Lines of data
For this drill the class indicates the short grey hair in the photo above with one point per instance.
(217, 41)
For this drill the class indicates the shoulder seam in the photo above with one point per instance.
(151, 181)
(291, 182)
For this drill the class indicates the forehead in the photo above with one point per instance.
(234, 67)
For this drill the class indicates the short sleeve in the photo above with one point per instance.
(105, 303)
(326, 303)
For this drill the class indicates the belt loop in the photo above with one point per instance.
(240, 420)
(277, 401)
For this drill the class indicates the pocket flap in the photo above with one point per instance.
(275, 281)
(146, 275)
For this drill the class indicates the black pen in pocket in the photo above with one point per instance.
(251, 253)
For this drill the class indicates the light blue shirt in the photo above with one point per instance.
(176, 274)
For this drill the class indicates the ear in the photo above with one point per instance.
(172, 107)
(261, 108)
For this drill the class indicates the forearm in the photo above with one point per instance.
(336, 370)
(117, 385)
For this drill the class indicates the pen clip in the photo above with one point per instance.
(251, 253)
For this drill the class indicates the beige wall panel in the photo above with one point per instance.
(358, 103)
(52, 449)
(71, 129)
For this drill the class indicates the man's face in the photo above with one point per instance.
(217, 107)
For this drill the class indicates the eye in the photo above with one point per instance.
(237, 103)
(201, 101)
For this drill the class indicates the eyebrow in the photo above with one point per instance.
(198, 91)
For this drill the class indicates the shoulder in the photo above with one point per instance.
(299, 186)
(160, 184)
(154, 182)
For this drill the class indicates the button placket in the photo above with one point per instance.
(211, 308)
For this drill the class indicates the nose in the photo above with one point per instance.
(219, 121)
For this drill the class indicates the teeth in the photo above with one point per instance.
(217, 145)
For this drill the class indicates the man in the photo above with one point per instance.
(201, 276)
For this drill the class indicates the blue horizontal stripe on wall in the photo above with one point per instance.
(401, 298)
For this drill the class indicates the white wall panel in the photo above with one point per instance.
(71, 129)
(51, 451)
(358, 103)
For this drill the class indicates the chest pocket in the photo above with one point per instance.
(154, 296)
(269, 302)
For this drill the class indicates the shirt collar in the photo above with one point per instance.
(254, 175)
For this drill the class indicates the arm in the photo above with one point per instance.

What to work on ▸ Copy out the data shown above without altering anything.

Output for this task ▸
For this drill the class indicates the short grey hair in the photo above with one point per instance.
(217, 41)
For this drill the class indicates the shoulder seam in the photo above with one point per instance.
(151, 181)
(291, 182)
For this drill the class indicates the forehead in the photo above with one point per instance.
(234, 67)
For this drill the class indicates the short sleeve in the photo above with one point per instance.
(105, 303)
(326, 303)
For this drill the class indicates the belt loop in the photo above with one point per instance.
(240, 420)
(277, 401)
For this drill the class indicates the pocket flap in the photo above with one point per instance.
(275, 281)
(146, 275)
For this drill the class indicates the black pen in pocket in the photo above with one point per instance.
(251, 253)
For this drill the class indicates the light blue shirt in the photo above with one point per instance.
(176, 274)
For this drill the class indicates the ear in the photo above with one point per instance.
(172, 107)
(261, 108)
For this drill the class indicates the forearm in the photo above with one point per instance.
(336, 370)
(117, 385)
For this drill the class indicates the pen clip in the photo above with one point per instance.
(251, 253)
For this drill the class indicates the beige wall panel in the photo above with one point per instance.
(358, 103)
(52, 449)
(71, 129)
For this drill the class indicates the man's face in the photo above with one point per instance.
(217, 107)
For this drill the class indicates the eye in the photo above with one point per instance.
(237, 103)
(201, 101)
For this drill the class indicates the eyebrow in the photo above with one point per instance.
(198, 91)
For this drill the class indicates the shoulder in the photo above with one point per instance.
(299, 186)
(160, 184)
(154, 182)
For this drill the class indicates the button placket in the photo above with one point per instance.
(211, 308)
For this drill the class indicates the nose in the photo above with one point per instance.
(219, 121)
For this drill the class indicates the teeth in the photo above with one point per instance.
(217, 145)
For this drill the class indicates the man in the photo above with one point per instance.
(201, 276)
For this drill the class indicates the blue horizontal stripe on wall in the photo above with one point per instance.
(401, 298)
For this drill the class indicates the white wall panel in the photo above with one point per instance.
(71, 129)
(51, 451)
(358, 103)
For this drill the class indicates the chest pocket in the photo above with one point per instance.
(154, 296)
(269, 302)
For this drill the class indicates the shirt collar in the photo above with one point per instance.
(254, 175)
For this drill the class indicates the arm in the photo above with one point per instance.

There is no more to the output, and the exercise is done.